**TASK PROMPT**
Give, as a JSON list of strings with one string per line and blank lines omitted, every line of the material from its beginning through the line that contains "[[167,29],[163,29],[162,33],[173,43],[173,34]]". Leave the pictures out of the answer.

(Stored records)

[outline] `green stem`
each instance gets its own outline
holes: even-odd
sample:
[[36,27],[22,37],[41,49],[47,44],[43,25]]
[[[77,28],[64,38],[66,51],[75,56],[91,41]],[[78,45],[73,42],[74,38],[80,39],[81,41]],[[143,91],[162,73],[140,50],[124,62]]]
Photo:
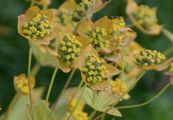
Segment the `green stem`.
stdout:
[[89,120],[92,120],[93,117],[96,115],[96,113],[97,113],[97,110],[94,109],[93,112],[89,116]]
[[9,120],[9,113],[11,113],[11,111],[13,110],[15,104],[17,103],[17,100],[18,100],[19,96],[20,95],[18,93],[14,96],[13,100],[11,101],[11,103],[10,103],[10,105],[8,107],[7,112],[4,115],[4,119],[3,120]]
[[[131,89],[133,89],[133,87],[137,84],[137,82],[144,76],[145,72],[142,72],[137,78],[136,78],[136,82],[133,83],[131,85],[131,87],[129,87],[128,91],[130,91]],[[121,99],[121,98],[119,98]],[[118,101],[118,100],[117,100]],[[114,107],[117,104],[117,102],[115,102],[113,105],[111,105],[110,108],[108,108],[106,111],[104,111],[102,114],[98,115],[94,120],[98,120],[99,118],[101,118],[102,116],[104,116],[104,114],[106,114],[112,107]]]
[[30,7],[34,6],[35,2],[31,1]]
[[104,119],[105,119],[105,116],[106,116],[106,113],[104,113],[104,114],[102,115],[101,120],[104,120]]
[[167,29],[163,29],[162,33],[173,43],[173,34]]
[[49,100],[49,97],[50,97],[50,93],[52,91],[52,87],[53,87],[53,83],[55,81],[55,76],[56,76],[56,73],[58,71],[58,67],[56,67],[53,71],[53,74],[52,74],[52,77],[51,77],[51,81],[50,81],[50,84],[49,84],[49,88],[48,88],[48,92],[47,92],[47,95],[46,95],[46,104]]
[[56,108],[56,106],[58,105],[58,102],[59,102],[59,99],[61,98],[61,96],[63,95],[63,93],[65,92],[65,90],[67,89],[68,85],[70,84],[74,74],[76,72],[76,69],[72,70],[72,72],[70,73],[70,76],[68,77],[67,79],[67,82],[65,83],[60,95],[58,96],[57,100],[56,100],[56,103],[54,105],[54,107]]
[[170,84],[168,83],[167,85],[165,85],[165,87],[163,87],[161,89],[161,91],[159,93],[157,93],[154,97],[152,97],[151,99],[147,100],[144,103],[136,104],[136,105],[119,106],[119,107],[116,107],[116,108],[117,109],[128,109],[128,108],[137,108],[137,107],[143,107],[145,105],[148,105],[149,103],[156,100],[169,86],[170,86]]
[[80,100],[81,100],[81,98],[82,98],[82,95],[83,95],[83,93],[84,93],[84,91],[85,91],[85,88],[86,88],[86,84],[85,84],[84,87],[82,88],[81,93],[80,93],[79,98],[78,98],[78,101],[77,101],[75,107],[73,108],[71,114],[70,114],[69,117],[67,118],[67,120],[70,120],[70,118],[72,117],[73,113],[75,112],[77,106],[79,105]]
[[29,56],[28,56],[28,88],[29,88],[29,101],[31,105],[31,117],[32,120],[35,120],[34,118],[34,110],[33,110],[33,103],[32,103],[32,90],[31,90],[31,80],[29,79],[31,76],[31,64],[32,64],[32,47],[29,48]]

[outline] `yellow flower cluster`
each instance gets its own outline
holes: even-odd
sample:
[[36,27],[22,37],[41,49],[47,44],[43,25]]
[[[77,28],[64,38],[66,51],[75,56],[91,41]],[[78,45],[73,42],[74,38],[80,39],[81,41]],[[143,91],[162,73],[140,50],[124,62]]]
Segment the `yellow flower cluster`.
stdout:
[[20,74],[19,76],[14,77],[14,86],[16,91],[23,95],[29,94],[29,87],[28,87],[28,79],[31,81],[31,89],[35,86],[35,78],[29,77],[27,78],[25,74]]
[[73,118],[74,120],[89,120],[88,114],[78,109],[74,111]]
[[108,47],[110,44],[110,41],[105,38],[107,33],[104,28],[96,27],[95,29],[88,31],[86,34],[93,47],[97,50]]
[[[77,102],[78,102],[78,99],[73,98],[73,100],[71,100],[71,101],[70,101],[70,103],[69,103],[69,108],[70,108],[71,110],[72,110],[73,108],[75,108],[75,106],[76,106]],[[77,106],[77,108],[76,108],[76,109],[82,110],[82,109],[83,109],[83,107],[84,107],[84,105],[85,105],[85,103],[84,103],[84,102],[79,101],[79,104],[78,104],[78,106]]]
[[60,12],[60,14],[59,14],[59,16],[57,18],[58,22],[63,24],[63,25],[71,25],[71,24],[73,24],[73,22],[72,22],[72,13],[73,12],[70,11],[70,10],[63,9]]
[[[73,110],[78,102],[78,99],[74,98],[70,104],[69,107],[71,110]],[[85,103],[82,101],[79,101],[78,106],[76,107],[74,113],[73,113],[73,119],[74,120],[88,120],[88,114],[83,111]]]
[[123,81],[119,79],[111,81],[112,93],[117,94],[119,97],[124,96],[127,92],[127,89],[128,88]]
[[67,65],[71,65],[79,56],[81,51],[81,43],[75,36],[65,35],[60,42],[61,58]]
[[86,65],[82,67],[81,71],[86,76],[88,82],[97,83],[104,80],[104,62],[95,55],[87,57]]
[[171,63],[169,71],[173,73],[173,63]]
[[144,50],[136,56],[136,61],[140,66],[159,65],[165,60],[165,55],[156,50]]
[[38,40],[52,33],[52,26],[47,16],[37,14],[29,22],[23,24],[23,34],[32,40]]
[[117,34],[122,28],[125,27],[125,22],[122,17],[112,19],[112,29],[110,29],[111,34]]
[[156,16],[156,9],[150,8],[146,5],[141,5],[132,14],[134,18],[142,25],[145,29],[150,30],[153,26],[157,25],[158,20]]
[[73,12],[73,20],[80,21],[95,2],[96,0],[82,0]]

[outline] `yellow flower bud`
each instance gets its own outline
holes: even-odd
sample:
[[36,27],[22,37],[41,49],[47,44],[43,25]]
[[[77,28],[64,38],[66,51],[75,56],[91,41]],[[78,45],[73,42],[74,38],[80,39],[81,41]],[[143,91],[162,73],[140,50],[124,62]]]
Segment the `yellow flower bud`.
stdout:
[[35,86],[35,78],[34,77],[29,77],[27,78],[25,74],[20,74],[19,76],[14,77],[14,86],[17,92],[23,95],[29,94],[29,83],[28,79],[31,81],[31,89],[34,88]]

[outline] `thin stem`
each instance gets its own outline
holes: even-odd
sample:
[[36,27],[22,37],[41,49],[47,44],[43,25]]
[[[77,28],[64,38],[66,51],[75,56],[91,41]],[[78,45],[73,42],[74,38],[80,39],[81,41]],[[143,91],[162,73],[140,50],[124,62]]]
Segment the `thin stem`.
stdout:
[[79,83],[79,85],[78,85],[76,91],[74,92],[74,95],[73,95],[72,98],[70,99],[69,103],[71,103],[71,102],[73,101],[74,97],[76,96],[76,94],[77,94],[77,92],[79,91],[79,89],[82,87],[83,83],[84,83],[84,81],[81,80],[81,82]]
[[56,105],[58,105],[59,99],[61,98],[61,96],[63,95],[63,93],[64,93],[65,90],[67,89],[68,85],[70,84],[70,82],[71,82],[71,80],[72,80],[72,78],[73,78],[75,72],[76,72],[76,69],[72,70],[72,72],[70,73],[70,75],[69,75],[69,77],[68,77],[68,79],[67,79],[67,82],[65,83],[65,85],[64,85],[64,87],[63,87],[63,89],[62,89],[60,95],[58,96],[58,98],[57,98],[57,100],[56,100],[55,107],[56,107]]
[[104,119],[105,119],[105,116],[106,116],[106,113],[104,113],[104,114],[102,115],[101,120],[104,120]]
[[149,103],[156,100],[169,86],[170,86],[170,84],[168,83],[167,85],[165,85],[165,87],[163,87],[161,89],[161,91],[159,93],[157,93],[154,97],[152,97],[151,99],[147,100],[144,103],[140,103],[140,104],[136,104],[136,105],[119,106],[119,107],[116,107],[116,108],[117,109],[128,109],[128,108],[137,108],[137,107],[143,107],[145,105],[148,105]]
[[67,120],[70,120],[71,116],[73,115],[73,113],[75,112],[77,106],[79,105],[79,102],[80,102],[80,100],[81,100],[81,98],[82,98],[82,95],[83,95],[83,93],[84,93],[84,91],[85,91],[85,88],[86,88],[86,84],[85,84],[84,87],[82,88],[81,93],[80,93],[79,98],[78,98],[78,101],[77,101],[75,107],[73,108],[71,114],[70,114],[69,117],[67,118]]
[[35,2],[31,1],[30,7],[34,6]]
[[53,71],[53,74],[52,74],[52,77],[51,77],[51,81],[50,81],[50,84],[49,84],[49,88],[48,88],[48,92],[47,92],[47,95],[46,95],[46,104],[49,100],[49,97],[50,97],[50,93],[52,91],[52,87],[53,87],[53,83],[55,81],[55,76],[56,76],[56,73],[58,71],[58,67],[56,67]]
[[8,107],[7,112],[4,115],[4,119],[3,120],[9,120],[9,113],[13,110],[15,104],[17,103],[17,100],[18,100],[19,96],[20,95],[18,93],[14,96],[12,102],[10,103],[10,105]]
[[173,43],[173,34],[167,29],[163,29],[162,33]]
[[94,109],[93,112],[89,116],[89,120],[92,120],[93,117],[96,115],[96,113],[97,113],[97,110]]
[[[128,91],[130,91],[130,90],[136,85],[136,83],[144,76],[144,74],[145,74],[145,72],[142,72],[142,73],[137,77],[136,82],[133,83],[133,84],[129,87]],[[128,92],[128,91],[127,91],[127,92]],[[121,99],[121,98],[119,98],[119,99]],[[117,100],[117,101],[118,101],[118,100]],[[116,104],[117,104],[117,102],[115,102],[113,105],[111,105],[111,107],[108,108],[106,111],[104,111],[102,114],[98,115],[94,120],[98,120],[100,117],[104,116],[104,114],[106,114],[106,113],[107,113],[112,107],[114,107]]]
[[34,112],[33,112],[33,103],[32,103],[32,90],[31,90],[31,80],[30,80],[30,76],[31,76],[31,64],[32,64],[32,47],[29,48],[29,56],[28,56],[28,88],[29,88],[29,102],[31,105],[31,117],[32,120],[35,120],[34,118]]

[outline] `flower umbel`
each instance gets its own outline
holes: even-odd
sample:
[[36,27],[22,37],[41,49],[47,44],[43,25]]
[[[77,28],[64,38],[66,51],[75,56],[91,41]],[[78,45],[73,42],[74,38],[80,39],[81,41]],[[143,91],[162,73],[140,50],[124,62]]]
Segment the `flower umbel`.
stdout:
[[96,27],[93,30],[88,31],[87,36],[93,47],[97,50],[108,47],[110,41],[106,39],[107,33],[104,28]]
[[144,50],[136,56],[136,61],[140,66],[159,65],[165,60],[165,55],[156,50]]
[[52,26],[47,16],[37,14],[29,22],[23,24],[23,34],[32,40],[42,39],[52,33]]
[[81,43],[75,36],[65,35],[60,42],[61,59],[67,66],[71,65],[74,60],[79,56],[81,51]]
[[28,79],[31,80],[31,88],[35,86],[35,78],[29,77],[27,78],[25,74],[20,74],[19,76],[14,77],[14,86],[16,91],[21,94],[27,95],[29,94],[29,87],[28,87]]
[[71,10],[63,9],[58,15],[58,22],[65,26],[73,24],[72,13],[73,12]]
[[112,29],[110,29],[110,33],[111,34],[117,34],[120,32],[120,30],[122,28],[125,27],[125,22],[124,22],[124,19],[122,17],[118,17],[118,18],[115,18],[115,19],[112,19]]
[[73,113],[74,120],[89,120],[88,114],[82,110],[76,109]]
[[86,76],[87,82],[97,83],[104,80],[104,62],[96,55],[89,55],[87,62],[81,71]]
[[113,94],[117,94],[119,97],[122,97],[127,92],[127,86],[125,83],[119,79],[111,81],[111,91]]
[[73,12],[73,20],[80,21],[95,2],[96,0],[82,0]]

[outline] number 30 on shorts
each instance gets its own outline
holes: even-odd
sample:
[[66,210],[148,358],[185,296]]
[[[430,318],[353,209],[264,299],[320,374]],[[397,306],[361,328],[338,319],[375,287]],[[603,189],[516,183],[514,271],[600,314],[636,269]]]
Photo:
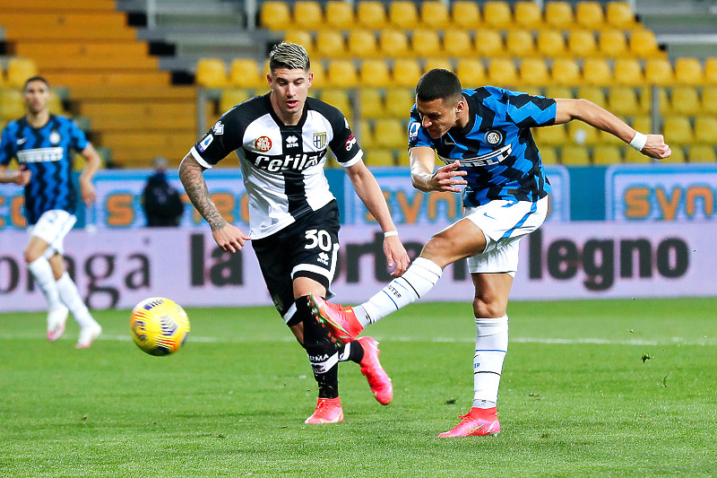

**REPLY TO THE TASK**
[
  "[outline] `green stem`",
  "each instance gets its own outline",
  "holes: even-odd",
  "sample:",
  "[[36,27],[22,37],[41,49],[47,44],[43,25]]",
  "[[[77,28],[64,38],[66,51],[75,56],[91,41]],[[78,45],[73,42],[74,38],[80,39],[81,41]],[[143,91],[162,73],[140,50],[124,62]]]",
  "Photo:",
  "Segment the `green stem`.",
  "stdout:",
  "[[89,120],[92,120],[93,117],[96,115],[96,113],[97,113],[97,110],[94,109],[93,112],[89,116]]",
  "[[9,120],[9,113],[11,113],[11,111],[13,110],[15,104],[17,103],[17,100],[18,100],[19,96],[20,95],[18,93],[14,96],[13,100],[11,101],[11,103],[10,103],[10,105],[8,107],[7,112],[4,115],[4,119],[3,120]]",
  "[[[131,89],[133,89],[133,87],[137,84],[137,82],[144,76],[145,72],[142,72],[137,78],[136,78],[136,82],[133,83],[131,85],[131,87],[129,87],[128,91],[130,91]],[[121,99],[121,98],[119,98]],[[118,101],[118,100],[117,100]],[[114,107],[117,104],[117,102],[115,102],[113,105],[111,105],[110,108],[108,108],[106,111],[104,111],[102,114],[98,115],[94,120],[98,120],[99,118],[101,118],[102,116],[104,116],[104,114],[106,114],[112,107]]]",
  "[[30,7],[34,6],[35,2],[31,1]]",
  "[[104,119],[105,119],[105,116],[106,116],[106,113],[104,113],[104,114],[102,115],[101,120],[104,120]]",
  "[[167,29],[163,29],[162,33],[173,43],[173,34]]"
]